- [Pasos a seguir]
a. Enumera todos los utensilios de mesa que se mencionan en el relato sobre el cangrejo.
b. Prosigue el relato sobre el cangrejo a partir de su última frase.

- [Texto de origen]
---+---

Mi marido sonrió con aire de aprobación y me recordó lo apropiado que era que probara algo nuevo. Me enseñó a usar las extrañas pinzas y a doblar y quebrar la concha para que pudiera meter el tenedor y sacar la carne.
Cuando al fin conseguí prensar un cangrejo, ya me había comido un par de trozos de concha y tenía cortado un dedo. Acabé por usar la punta del cuchillo para extraer la carne. Los pedacitos que cubrieron mi plato alcanzaron para llenar una cuchara.
Nunca antes había tenido que hacer tanto esfuerzo para llevarme algo a la boca. Pensé que si un día quedaba varada en una isla desierta, moriría de hambre si sólo podía comer cangrejo.
Para mi gran sorpresa, me gustó. Disfruté de su peculiar y agradable sabor. ¡Ojalá hubiera podido sacar más de su envoltura y depositarlo en mi cuchara!

---+---

- [Entradas de datos]

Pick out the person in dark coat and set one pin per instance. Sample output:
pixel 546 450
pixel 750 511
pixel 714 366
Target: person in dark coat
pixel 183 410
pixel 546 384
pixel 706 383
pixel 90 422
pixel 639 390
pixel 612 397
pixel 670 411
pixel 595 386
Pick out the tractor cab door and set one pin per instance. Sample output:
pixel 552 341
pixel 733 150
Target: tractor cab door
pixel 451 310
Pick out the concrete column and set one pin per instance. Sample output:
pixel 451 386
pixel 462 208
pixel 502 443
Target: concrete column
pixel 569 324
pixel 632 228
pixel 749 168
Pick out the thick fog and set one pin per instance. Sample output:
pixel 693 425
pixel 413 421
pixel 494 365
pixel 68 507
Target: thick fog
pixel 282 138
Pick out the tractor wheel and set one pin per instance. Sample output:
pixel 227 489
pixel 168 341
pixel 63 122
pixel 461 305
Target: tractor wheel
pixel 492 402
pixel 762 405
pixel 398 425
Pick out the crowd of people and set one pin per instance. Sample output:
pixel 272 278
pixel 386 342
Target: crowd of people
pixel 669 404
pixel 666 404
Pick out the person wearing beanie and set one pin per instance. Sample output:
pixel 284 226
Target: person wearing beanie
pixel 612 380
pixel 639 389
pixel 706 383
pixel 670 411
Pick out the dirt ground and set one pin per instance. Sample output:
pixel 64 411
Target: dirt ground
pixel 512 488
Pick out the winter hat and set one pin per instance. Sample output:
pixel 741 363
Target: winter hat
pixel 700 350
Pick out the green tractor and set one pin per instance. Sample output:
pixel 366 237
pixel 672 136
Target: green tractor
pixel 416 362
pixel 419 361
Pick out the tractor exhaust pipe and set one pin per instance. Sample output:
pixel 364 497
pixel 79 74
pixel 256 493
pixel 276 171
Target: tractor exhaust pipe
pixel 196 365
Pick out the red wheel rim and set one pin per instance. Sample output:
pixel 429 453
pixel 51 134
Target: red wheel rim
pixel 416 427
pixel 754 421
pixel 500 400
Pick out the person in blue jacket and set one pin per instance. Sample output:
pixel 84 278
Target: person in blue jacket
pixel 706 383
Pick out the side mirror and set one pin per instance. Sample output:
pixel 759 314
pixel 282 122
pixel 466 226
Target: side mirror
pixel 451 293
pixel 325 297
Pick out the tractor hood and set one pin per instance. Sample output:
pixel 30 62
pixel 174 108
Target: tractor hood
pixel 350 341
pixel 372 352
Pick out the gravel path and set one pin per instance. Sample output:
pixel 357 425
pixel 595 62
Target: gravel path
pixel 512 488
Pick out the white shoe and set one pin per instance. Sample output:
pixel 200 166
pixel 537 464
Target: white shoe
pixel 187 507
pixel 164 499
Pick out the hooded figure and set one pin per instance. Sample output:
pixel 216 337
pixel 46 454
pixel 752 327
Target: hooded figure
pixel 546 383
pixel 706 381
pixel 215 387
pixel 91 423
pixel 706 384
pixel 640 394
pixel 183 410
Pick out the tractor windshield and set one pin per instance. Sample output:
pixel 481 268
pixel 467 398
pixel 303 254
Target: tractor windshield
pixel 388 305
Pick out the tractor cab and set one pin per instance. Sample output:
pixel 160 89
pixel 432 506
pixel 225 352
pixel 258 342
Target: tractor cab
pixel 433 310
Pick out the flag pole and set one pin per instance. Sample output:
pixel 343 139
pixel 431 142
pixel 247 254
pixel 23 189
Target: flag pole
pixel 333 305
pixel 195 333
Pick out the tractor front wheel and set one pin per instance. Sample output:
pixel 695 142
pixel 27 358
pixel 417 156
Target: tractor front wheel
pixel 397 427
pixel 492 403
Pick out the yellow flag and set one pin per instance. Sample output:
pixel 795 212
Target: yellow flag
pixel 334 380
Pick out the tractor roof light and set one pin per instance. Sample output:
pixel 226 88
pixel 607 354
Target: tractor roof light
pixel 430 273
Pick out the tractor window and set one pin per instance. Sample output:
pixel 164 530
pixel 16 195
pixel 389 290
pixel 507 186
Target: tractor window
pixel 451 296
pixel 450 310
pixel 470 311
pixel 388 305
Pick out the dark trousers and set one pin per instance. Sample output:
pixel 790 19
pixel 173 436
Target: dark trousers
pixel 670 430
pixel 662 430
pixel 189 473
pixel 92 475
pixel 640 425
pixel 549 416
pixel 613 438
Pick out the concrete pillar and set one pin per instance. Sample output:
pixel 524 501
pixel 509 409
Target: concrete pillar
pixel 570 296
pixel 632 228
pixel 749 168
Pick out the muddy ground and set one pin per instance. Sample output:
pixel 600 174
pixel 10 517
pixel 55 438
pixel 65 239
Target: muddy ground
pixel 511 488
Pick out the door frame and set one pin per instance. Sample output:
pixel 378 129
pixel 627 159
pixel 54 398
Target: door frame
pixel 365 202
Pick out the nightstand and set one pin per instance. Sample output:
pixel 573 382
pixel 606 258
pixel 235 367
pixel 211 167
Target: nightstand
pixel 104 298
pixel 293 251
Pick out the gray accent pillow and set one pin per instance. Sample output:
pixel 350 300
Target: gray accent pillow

---+---

- [Resultados por tarea]
a. pinzas, tenedor, cuchillo, plato, cuchara

b.
Mientras forcejeaba para sumergir en mantequilla los trozos que había sido capaz de reunir, mi esposo retornó de otro recorrido por el buffet. A ese ritmo, él se terminaría sus guisos y estaría muy avanzado en el postre antes de que yo pudiera obtener suficiente carne para formar un segundo bocado.
Había regresado con lo que parecían unos insectos grandes y espantosos. Me horroricé cuando tomó una de esas criaturas.
—¿Estás loco? —chillé—. ¡Cómo es posible que te guste eso!
—Son langostinos, ¡y es mucho más fácil comerlos! Mira, basta con que les tuerzas la cabeza, pinches la cola y succiones la carne. ¡Están riquísimos!
Busqué a mi lado una cámara de televisión. ¿Me estaban gastando una broma? ¿Alguien me filmaba en secreto para un episodio de Fear Factor?
Lo señalé y susurré:
—¡Baja eso, por favor!
Cuando accedió, tendí sobre el plato mi servilleta, a modo de sudario. Justo en ese momento la mesera pasó junto a nosotros y preguntó:
—¿Puedo retirar este plato?
Resistí el impulso de abrazarla y asentí.
Ha transcurrido algo de tiempo desde mi primera experiencia con los mariscos, que me causó terror y me hizo pasar hambre. Ahora ya domino el arte de abrir un cangrejo. ¡Ah, qué satisfactorio es doblar, trozar y abrir una concha para extraer de ella una suculenta pieza de carne intacta! Se me hace agua la boca de sólo pensarlo.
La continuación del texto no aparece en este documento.